■ **Extract provided**
Kenneth T. Walsh

Healthcare Bill will cut deficit by $138 Billion

It's time for another healthcare blitz.

President Obama and Democratic leaders have begun a fresh campaign to persuade voters that the healthcare bill passed by the House will make life better for everyday Americans.

The objective is to limit Democratic losses in this November's midterm elections. Polls indicate that the majority party may take heavy losses in the House and Senate and that the healthcare measure is extremely unpopular with many people.

Obama signed the bill, which passed the Senate earlier, and planned to travel to Iowa City, Iowa, to argue his case.

There is another battle ahead -- to win Senate passage of a "reconciliation" measure making fixes in the main legislation in order to address the concerns of many House members. But for now, the Democrats are jubilant.

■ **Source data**

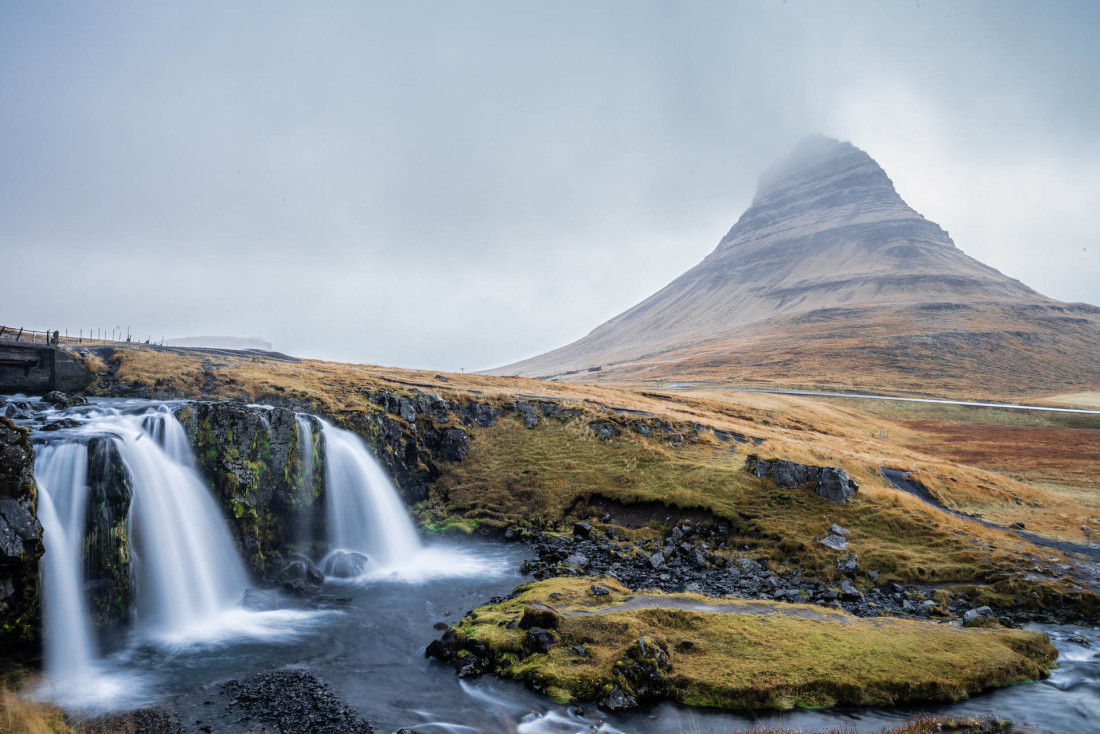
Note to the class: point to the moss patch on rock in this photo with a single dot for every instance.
(595, 641)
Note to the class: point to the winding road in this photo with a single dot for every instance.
(899, 479)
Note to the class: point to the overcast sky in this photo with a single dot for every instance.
(452, 185)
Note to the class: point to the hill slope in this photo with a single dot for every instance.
(829, 274)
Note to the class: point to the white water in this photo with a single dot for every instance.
(62, 475)
(363, 510)
(365, 515)
(186, 567)
(187, 577)
(305, 474)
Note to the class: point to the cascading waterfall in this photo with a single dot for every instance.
(186, 567)
(363, 510)
(186, 570)
(61, 471)
(305, 475)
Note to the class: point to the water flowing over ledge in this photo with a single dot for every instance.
(186, 576)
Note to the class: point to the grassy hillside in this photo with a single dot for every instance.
(548, 474)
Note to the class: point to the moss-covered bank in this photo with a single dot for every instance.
(580, 639)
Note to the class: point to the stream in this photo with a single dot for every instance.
(365, 635)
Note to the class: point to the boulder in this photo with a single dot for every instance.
(644, 667)
(61, 400)
(618, 701)
(791, 475)
(835, 541)
(835, 485)
(539, 616)
(578, 560)
(972, 615)
(300, 577)
(526, 412)
(539, 641)
(20, 543)
(255, 600)
(344, 565)
(605, 431)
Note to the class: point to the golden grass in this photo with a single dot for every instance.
(513, 474)
(20, 715)
(747, 659)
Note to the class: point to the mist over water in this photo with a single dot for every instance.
(370, 645)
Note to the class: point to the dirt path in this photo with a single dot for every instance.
(692, 605)
(897, 478)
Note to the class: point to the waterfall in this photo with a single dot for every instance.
(305, 518)
(363, 510)
(186, 566)
(186, 569)
(61, 471)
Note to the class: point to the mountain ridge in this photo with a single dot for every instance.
(825, 233)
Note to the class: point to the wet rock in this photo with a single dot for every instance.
(835, 541)
(831, 482)
(539, 641)
(300, 577)
(835, 485)
(20, 541)
(578, 560)
(526, 412)
(539, 615)
(482, 414)
(290, 701)
(436, 649)
(848, 565)
(979, 613)
(61, 425)
(644, 667)
(453, 445)
(255, 600)
(618, 701)
(791, 475)
(406, 409)
(64, 400)
(345, 565)
(604, 430)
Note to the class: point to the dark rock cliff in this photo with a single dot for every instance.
(20, 541)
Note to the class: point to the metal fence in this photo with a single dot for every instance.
(116, 336)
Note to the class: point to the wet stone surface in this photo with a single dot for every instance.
(695, 558)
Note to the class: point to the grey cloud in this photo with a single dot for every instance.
(453, 185)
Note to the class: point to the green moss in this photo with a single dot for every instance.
(464, 526)
(788, 656)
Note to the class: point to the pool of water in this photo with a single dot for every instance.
(369, 641)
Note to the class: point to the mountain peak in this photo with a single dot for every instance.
(826, 253)
(810, 155)
(831, 188)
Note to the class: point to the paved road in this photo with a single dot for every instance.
(864, 396)
(898, 478)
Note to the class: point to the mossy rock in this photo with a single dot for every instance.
(736, 654)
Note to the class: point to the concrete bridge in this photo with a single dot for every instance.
(36, 369)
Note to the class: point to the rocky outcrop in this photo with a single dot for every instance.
(250, 455)
(106, 543)
(20, 541)
(828, 482)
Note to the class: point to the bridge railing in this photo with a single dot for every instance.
(20, 335)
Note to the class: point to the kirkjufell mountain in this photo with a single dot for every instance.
(831, 280)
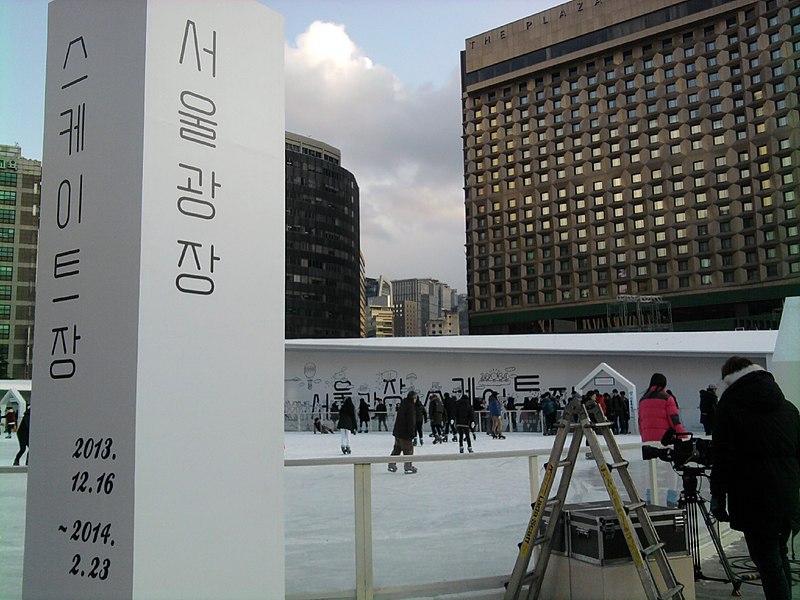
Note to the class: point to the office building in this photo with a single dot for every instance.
(20, 195)
(637, 151)
(432, 298)
(323, 257)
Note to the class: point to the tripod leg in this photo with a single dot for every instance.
(723, 559)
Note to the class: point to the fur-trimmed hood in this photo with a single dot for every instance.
(753, 389)
(735, 376)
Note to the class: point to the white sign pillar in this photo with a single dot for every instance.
(160, 300)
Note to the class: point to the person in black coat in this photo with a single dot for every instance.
(23, 432)
(449, 416)
(708, 408)
(421, 419)
(363, 416)
(465, 422)
(347, 423)
(405, 428)
(756, 469)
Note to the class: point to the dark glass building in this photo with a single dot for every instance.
(323, 274)
(633, 154)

■ **Parts of the exercise**
**A.** In the article on the healthcare bill, where did Obama plan to travel to argue his case?
**B.** Condense the paragraph beginning "The objective is to limit" from the article on the healthcare bill into a single sentence.
**C.** List each action the article on the healthcare bill attributes to President Obama.

■ **Answers for each item**
**A.** Iowa City, Iowa.

**B.** The campaign aims to limit Democratic losses in the November midterms, since polls indicate the majority party may lose heavily in the House and Senate and that the healthcare measure is extremely unpopular with many people.

**C.**
- Began, with Democratic leaders, a fresh campaign to persuade voters that the healthcare bill will make life better for everyday Americans
- Signed the bill
- Planned to travel to Iowa City, Iowa, to argue his case